(Dataset excerpt)

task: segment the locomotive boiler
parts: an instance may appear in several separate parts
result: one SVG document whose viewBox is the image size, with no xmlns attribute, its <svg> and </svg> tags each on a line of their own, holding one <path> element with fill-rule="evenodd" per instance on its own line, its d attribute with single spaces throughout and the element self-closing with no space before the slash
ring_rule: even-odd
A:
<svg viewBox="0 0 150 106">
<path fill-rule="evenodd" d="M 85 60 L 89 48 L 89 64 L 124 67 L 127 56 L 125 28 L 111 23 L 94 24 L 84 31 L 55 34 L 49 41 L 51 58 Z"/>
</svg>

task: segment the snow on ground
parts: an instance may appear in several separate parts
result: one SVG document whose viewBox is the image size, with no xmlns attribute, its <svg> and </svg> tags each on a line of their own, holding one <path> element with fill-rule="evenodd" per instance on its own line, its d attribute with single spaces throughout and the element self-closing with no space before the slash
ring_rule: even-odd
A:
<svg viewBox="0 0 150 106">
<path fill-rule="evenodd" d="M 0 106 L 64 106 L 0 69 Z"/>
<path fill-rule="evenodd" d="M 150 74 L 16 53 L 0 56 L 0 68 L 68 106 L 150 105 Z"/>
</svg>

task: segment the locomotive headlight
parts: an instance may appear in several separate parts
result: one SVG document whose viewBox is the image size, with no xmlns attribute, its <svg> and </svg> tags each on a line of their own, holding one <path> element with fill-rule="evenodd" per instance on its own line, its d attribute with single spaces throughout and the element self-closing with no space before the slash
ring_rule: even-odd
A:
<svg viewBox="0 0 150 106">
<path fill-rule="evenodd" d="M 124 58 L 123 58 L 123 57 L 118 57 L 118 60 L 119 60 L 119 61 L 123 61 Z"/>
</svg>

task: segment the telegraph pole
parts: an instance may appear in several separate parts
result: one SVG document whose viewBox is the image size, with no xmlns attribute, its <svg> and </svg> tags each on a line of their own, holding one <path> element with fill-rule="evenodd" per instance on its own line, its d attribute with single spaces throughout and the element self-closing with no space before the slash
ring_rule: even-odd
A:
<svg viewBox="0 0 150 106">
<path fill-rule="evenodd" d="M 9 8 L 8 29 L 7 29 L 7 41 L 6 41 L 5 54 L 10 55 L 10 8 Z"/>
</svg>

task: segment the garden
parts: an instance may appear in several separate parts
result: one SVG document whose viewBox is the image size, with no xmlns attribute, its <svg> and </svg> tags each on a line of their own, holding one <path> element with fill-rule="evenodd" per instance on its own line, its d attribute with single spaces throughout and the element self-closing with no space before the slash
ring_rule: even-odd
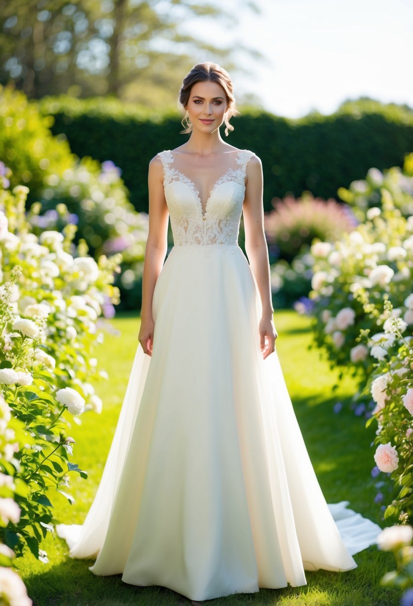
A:
<svg viewBox="0 0 413 606">
<path fill-rule="evenodd" d="M 138 342 L 148 216 L 121 158 L 78 156 L 68 130 L 52 132 L 50 99 L 42 108 L 12 87 L 0 97 L 0 603 L 190 603 L 91 574 L 56 533 L 84 519 L 111 444 Z M 277 351 L 322 488 L 385 530 L 354 570 L 217 604 L 413 604 L 413 142 L 403 145 L 400 165 L 380 158 L 335 197 L 286 186 L 265 218 Z"/>
</svg>

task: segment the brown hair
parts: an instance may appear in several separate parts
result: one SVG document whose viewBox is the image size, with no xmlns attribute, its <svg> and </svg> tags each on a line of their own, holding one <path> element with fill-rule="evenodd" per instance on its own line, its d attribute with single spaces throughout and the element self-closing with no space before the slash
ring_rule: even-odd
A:
<svg viewBox="0 0 413 606">
<path fill-rule="evenodd" d="M 182 81 L 182 85 L 179 90 L 178 98 L 179 103 L 185 109 L 188 105 L 191 89 L 194 84 L 196 84 L 198 82 L 208 81 L 216 82 L 222 87 L 225 93 L 227 102 L 225 118 L 225 135 L 228 136 L 228 131 L 234 130 L 234 127 L 230 124 L 230 119 L 233 116 L 237 116 L 239 114 L 239 112 L 235 104 L 235 97 L 234 96 L 231 76 L 228 72 L 223 67 L 219 65 L 217 63 L 205 61 L 204 63 L 197 63 L 194 65 L 188 75 Z M 181 122 L 184 130 L 181 130 L 180 132 L 183 135 L 192 131 L 192 124 L 188 121 L 188 119 L 187 119 L 186 124 L 184 123 L 185 118 L 186 116 L 182 118 Z"/>
</svg>

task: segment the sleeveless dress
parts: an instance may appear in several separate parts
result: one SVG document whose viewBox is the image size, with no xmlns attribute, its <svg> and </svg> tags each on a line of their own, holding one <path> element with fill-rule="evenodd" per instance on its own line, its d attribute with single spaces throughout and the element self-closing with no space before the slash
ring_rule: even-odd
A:
<svg viewBox="0 0 413 606">
<path fill-rule="evenodd" d="M 246 165 L 228 168 L 205 212 L 161 152 L 174 246 L 153 293 L 151 356 L 137 346 L 101 481 L 84 523 L 59 524 L 95 574 L 193 600 L 345 571 L 380 528 L 328 505 L 276 351 L 263 359 L 257 284 L 237 244 Z M 225 167 L 226 167 L 226 165 Z"/>
</svg>

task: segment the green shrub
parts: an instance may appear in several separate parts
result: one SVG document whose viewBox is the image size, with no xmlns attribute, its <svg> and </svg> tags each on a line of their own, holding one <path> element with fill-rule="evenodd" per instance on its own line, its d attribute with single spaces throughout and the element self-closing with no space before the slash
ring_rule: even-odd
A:
<svg viewBox="0 0 413 606">
<path fill-rule="evenodd" d="M 10 191 L 10 171 L 4 167 L 2 173 L 0 478 L 13 477 L 8 496 L 20 513 L 0 528 L 0 540 L 18 556 L 28 548 L 45 562 L 39 545 L 53 531 L 55 491 L 71 501 L 69 474 L 87 476 L 70 459 L 74 441 L 67 413 L 81 424 L 83 411 L 101 409 L 90 381 L 106 373 L 97 367 L 93 351 L 104 337 L 99 317 L 119 302 L 113 274 L 121 257 L 95 261 L 87 256 L 84 246 L 73 243 L 73 225 L 38 237 L 24 213 L 28 188 Z"/>
<path fill-rule="evenodd" d="M 44 115 L 53 115 L 55 134 L 64 133 L 72 150 L 101 161 L 110 158 L 122 176 L 137 210 L 148 210 L 148 164 L 157 152 L 187 139 L 179 133 L 180 116 L 100 98 L 45 97 Z M 371 166 L 401 166 L 413 150 L 413 113 L 394 104 L 359 101 L 330 116 L 310 114 L 299 120 L 245 109 L 233 118 L 228 142 L 255 152 L 263 163 L 264 208 L 277 195 L 335 198 L 337 189 L 361 179 Z"/>
</svg>

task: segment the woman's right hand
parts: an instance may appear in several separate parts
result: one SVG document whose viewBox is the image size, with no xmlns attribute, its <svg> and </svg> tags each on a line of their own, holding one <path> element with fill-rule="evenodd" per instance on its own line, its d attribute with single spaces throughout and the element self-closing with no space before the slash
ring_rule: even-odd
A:
<svg viewBox="0 0 413 606">
<path fill-rule="evenodd" d="M 155 327 L 155 322 L 153 319 L 141 319 L 140 328 L 137 338 L 139 343 L 142 347 L 145 353 L 148 356 L 152 355 L 152 347 L 153 345 L 153 331 Z"/>
</svg>

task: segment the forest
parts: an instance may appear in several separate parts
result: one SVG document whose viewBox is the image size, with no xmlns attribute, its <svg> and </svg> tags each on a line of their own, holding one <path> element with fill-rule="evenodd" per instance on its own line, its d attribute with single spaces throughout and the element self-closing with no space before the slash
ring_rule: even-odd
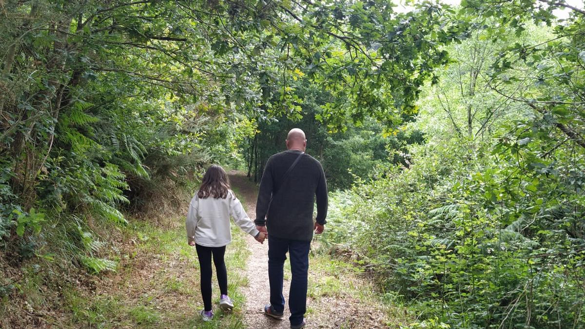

Problem: Pick out and copy every line of the listing above that contains the string "segment". Case counts.

Output of the task:
task: segment the locomotive boiler
task: segment the snow on ground
task: segment the locomotive headlight
task: segment the telegraph pole
task: segment the garden
task: segment the brown hair
task: segment the sleeveless dress
task: segment the green shrub
task: segment the woman's right hand
task: segment the forest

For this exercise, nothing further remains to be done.